(Dataset entries)
=== Begin Enclosure ===
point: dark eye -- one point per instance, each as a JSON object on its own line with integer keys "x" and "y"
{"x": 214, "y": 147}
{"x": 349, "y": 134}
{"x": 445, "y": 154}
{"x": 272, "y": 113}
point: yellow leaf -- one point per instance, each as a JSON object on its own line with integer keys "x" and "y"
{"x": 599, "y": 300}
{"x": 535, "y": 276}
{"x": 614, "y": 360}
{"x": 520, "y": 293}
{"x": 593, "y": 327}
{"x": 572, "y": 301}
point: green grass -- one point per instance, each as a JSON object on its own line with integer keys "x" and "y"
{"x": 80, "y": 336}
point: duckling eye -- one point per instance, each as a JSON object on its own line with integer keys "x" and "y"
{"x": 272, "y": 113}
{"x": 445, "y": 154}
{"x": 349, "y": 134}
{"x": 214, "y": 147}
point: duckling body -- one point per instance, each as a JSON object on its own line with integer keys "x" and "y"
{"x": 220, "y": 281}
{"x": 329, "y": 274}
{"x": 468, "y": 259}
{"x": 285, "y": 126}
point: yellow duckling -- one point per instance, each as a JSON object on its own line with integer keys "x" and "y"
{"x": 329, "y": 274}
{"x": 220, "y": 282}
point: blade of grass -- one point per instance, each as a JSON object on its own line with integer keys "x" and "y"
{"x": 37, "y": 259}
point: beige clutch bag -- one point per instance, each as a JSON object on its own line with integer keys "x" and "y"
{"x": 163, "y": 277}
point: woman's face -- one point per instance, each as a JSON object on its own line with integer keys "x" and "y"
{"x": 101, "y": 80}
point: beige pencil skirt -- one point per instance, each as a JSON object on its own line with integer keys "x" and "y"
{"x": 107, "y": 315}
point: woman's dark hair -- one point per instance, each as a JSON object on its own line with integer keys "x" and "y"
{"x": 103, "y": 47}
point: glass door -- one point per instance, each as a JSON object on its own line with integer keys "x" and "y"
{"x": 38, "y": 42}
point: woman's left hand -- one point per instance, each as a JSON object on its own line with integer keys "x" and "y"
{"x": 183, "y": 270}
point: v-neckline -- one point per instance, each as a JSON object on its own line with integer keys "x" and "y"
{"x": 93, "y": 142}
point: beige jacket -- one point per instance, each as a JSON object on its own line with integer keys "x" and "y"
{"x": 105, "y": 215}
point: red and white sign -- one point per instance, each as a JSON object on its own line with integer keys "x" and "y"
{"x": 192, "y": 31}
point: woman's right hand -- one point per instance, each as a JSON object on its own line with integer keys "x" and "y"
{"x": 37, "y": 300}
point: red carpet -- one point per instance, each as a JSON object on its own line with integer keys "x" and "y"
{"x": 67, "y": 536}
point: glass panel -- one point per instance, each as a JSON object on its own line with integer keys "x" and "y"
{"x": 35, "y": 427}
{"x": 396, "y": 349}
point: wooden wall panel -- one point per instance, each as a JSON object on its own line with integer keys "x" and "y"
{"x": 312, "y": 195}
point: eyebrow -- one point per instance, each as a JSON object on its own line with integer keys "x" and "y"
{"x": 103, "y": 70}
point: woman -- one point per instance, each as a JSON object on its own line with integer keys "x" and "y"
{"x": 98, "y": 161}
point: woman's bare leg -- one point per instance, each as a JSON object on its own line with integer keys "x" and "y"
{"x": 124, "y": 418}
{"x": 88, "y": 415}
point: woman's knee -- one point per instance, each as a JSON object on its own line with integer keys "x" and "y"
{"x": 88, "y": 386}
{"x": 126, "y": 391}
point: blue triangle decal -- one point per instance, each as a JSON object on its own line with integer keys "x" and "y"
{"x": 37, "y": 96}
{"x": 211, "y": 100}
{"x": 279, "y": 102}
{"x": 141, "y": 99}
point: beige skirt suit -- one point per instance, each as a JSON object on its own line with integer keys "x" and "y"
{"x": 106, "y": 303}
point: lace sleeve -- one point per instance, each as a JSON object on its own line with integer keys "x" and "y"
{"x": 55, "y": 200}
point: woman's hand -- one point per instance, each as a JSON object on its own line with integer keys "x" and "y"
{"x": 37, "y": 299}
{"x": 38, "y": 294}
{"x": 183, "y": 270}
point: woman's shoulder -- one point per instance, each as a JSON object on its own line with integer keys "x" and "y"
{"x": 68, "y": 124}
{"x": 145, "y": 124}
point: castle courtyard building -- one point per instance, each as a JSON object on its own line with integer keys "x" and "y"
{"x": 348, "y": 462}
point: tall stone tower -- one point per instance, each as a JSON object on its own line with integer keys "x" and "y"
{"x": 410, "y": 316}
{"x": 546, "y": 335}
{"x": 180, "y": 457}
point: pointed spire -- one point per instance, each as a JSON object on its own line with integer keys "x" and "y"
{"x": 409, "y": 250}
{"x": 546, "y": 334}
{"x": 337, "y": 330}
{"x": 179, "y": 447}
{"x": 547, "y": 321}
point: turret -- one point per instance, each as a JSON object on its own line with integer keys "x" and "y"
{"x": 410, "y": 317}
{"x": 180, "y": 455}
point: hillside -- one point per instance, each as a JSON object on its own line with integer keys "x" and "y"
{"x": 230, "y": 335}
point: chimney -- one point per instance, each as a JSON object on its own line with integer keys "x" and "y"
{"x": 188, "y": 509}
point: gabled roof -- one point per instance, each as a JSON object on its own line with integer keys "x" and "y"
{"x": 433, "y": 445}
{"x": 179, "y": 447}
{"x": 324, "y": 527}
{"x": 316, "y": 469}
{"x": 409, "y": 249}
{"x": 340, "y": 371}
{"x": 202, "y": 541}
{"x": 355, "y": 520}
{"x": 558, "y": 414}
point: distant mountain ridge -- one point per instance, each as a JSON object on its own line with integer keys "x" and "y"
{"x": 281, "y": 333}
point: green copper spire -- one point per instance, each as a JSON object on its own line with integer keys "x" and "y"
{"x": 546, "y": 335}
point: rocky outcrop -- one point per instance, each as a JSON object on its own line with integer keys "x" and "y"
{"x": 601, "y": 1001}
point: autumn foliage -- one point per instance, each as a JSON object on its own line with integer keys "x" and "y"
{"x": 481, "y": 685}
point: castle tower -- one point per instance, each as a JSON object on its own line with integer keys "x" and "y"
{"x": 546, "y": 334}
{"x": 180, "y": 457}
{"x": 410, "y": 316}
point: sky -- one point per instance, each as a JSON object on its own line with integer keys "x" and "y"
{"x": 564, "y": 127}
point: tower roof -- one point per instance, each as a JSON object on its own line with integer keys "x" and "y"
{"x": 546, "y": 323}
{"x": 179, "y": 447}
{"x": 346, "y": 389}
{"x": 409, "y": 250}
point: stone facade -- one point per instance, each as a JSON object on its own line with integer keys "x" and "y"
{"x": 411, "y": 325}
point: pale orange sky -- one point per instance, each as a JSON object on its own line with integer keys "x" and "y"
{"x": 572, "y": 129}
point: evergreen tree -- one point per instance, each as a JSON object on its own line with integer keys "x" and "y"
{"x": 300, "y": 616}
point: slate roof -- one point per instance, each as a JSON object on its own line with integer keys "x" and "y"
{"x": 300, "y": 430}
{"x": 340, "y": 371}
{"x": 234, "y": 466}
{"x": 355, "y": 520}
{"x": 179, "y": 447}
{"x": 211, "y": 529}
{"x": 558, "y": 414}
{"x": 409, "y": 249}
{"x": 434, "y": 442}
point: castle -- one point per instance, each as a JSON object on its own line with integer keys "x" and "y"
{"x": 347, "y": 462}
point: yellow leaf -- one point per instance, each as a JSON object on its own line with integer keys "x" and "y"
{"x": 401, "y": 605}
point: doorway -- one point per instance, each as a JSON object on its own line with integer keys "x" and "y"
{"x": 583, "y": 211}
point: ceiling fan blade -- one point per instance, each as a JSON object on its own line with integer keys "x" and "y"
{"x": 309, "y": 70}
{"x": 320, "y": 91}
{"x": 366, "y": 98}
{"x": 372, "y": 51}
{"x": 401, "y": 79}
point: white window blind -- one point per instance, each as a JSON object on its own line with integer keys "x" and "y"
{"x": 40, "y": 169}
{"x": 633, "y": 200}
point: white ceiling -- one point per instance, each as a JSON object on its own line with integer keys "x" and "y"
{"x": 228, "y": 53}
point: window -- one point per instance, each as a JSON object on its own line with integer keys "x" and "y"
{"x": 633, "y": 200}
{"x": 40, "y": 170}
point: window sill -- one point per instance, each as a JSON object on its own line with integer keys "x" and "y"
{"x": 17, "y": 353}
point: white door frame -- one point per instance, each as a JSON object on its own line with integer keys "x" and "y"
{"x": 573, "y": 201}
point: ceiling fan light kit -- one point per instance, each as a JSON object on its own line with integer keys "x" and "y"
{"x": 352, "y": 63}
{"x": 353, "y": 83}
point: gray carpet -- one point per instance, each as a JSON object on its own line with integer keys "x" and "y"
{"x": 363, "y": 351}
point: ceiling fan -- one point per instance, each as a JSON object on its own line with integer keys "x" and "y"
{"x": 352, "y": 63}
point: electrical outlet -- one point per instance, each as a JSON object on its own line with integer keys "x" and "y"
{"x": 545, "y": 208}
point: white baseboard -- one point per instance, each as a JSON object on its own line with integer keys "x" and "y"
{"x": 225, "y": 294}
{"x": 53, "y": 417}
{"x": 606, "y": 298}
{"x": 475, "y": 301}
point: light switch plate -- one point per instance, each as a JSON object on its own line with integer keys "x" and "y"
=== End Enclosure ===
● **Task statement**: From the line containing "point: gray carpet" to the final line of the data above, transcribe every line exactly and nothing more.

● **Answer for this exercise**:
point: gray carpet -- one point per instance, each as a JSON object on its own line with integer keys "x" and "y"
{"x": 363, "y": 351}
point: ceiling fan -- one point per instance, each as a JSON object on its own line with integer keys "x" and "y"
{"x": 352, "y": 63}
point: electrical outlet -- one point per instance, each as a JSON object on its own line with integer keys "x" and "y"
{"x": 545, "y": 208}
point: white baseboard -- one point per instance, each as a JSON object on its own line with integer keys "x" and "y"
{"x": 225, "y": 294}
{"x": 53, "y": 417}
{"x": 606, "y": 298}
{"x": 475, "y": 301}
point: light switch plate -- one point per instance, each as a JSON object on its own line with integer keys "x" and "y"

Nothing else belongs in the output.